* [TASKS TO CARRY OUT]:
1 – List every color of wedding dress that the thread about black wedding dresses mentions.
2 – Extend the thread about black wedding dresses beyond its last post.
-- Start of ARTICLE --
# Is a black wedding dress weird?



## SnowWhiteQueen (Nov 22, 2008)

I am getting married in about a year and its time to start thinking of a wedding dress!  The only problem is, I'm on the fence as to whether or not its worth it to shell out so much money for a wedding dress that I know will only be worn once.  I was in a bridal shop the other day and there was a beautiful black wedding dress.  Does anyone think coloured wedding dresses is strange? I have already received some objection from the (older) memebers of the family.  What do you guys think?


----------



## AngelBunny (Nov 22, 2008)

It is your day ... do what you want!  I think coloured wedding dresses are pretty (of course this is also coming from someone who will never actually get married so you can take my opinion with a grain of salt!)

Back when we were still considering actually getting married the dress that I had picked out was red and white ... and I had a friend who got married in a green gown.  I really think that it is more acceptable now than in previous generations ... and the older members of your family will get over it.  I realize that you respect them as family, but it isn't their wedding.
-- End of ARTICLE --
-- Start of DATA ROWS --
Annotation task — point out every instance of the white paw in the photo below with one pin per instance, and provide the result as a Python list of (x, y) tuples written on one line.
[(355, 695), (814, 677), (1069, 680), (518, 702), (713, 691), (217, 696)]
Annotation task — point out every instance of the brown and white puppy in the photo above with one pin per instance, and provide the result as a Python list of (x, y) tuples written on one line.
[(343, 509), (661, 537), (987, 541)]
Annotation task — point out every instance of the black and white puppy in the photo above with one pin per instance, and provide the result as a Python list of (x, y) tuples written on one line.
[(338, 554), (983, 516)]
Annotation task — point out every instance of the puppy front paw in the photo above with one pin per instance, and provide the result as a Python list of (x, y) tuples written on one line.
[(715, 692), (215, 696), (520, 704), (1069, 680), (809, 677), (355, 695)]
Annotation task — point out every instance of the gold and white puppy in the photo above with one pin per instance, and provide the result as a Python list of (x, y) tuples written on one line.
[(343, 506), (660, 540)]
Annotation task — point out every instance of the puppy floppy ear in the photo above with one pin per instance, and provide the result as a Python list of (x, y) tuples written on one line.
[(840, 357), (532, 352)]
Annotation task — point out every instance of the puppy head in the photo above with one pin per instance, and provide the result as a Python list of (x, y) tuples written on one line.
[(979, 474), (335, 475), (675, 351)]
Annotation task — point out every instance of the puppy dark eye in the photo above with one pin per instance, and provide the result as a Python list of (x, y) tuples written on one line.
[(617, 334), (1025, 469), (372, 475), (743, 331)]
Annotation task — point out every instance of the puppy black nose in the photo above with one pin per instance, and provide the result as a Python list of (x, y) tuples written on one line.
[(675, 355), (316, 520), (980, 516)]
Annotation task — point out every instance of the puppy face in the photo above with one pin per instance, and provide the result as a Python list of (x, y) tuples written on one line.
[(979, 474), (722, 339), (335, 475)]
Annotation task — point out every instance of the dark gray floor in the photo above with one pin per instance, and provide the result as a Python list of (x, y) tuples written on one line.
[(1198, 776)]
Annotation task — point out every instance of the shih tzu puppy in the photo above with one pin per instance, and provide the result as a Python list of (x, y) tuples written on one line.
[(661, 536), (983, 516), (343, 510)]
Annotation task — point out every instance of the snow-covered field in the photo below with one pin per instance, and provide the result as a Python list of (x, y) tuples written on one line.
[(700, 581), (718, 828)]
-- End of DATA ROWS --
* [THE RESPONSES]:
1 – Black, red, white, green

2 –
----------



## TISH1124 (Nov 22, 2008)

My first wedding was all white ....

My second wedding I wore red...So how weird am I...I agree with angelbunny...It is your day...do it your way


----------



## makeup_queen81 (Nov 22, 2008)

i got married in a black wedding dress, but then i also got married on Halloween...
i think you should get married in whatever color you want . its your day...i totally think that a black dress is awesome


----------



## anjelik_dreamin (Nov 22, 2008)

I think a black wedding dress would look beautiful!! Screw tradition...as long as you feel gorgeous it's not weird!


----------



## MzzRach (Nov 22, 2008)

If there is any day were one can be selfish, it's your wedding day.   Wear what you feel good in.


----------



## SnowWhiteQueen (Nov 22, 2008)

Haha, thanks guys!  White dresses are just so much more expensive as well! The one white one I found was $1000, and being a poor student I just could never do that!!!!


----------



## carandru (Nov 22, 2008)

It is untraditional? YES!!  Does that matter if it's what you want? NOOOOOOO!!

It's your day and what you and your future spouse want are all that matters. It's your day so do it your way, especially if you are the one who has to pay for it.  

I had a family friend who was a wedding planner (not mine) persistently tell me, "No you can't do it that way b/c traditionally" or "Traditionally brides do"... I finally had to to just tell her "I don't care about tradition, this is what I want and this is what's going to happen" before she left me alone.  And guess what?  It was a gorgeous perfect untraditional wedding.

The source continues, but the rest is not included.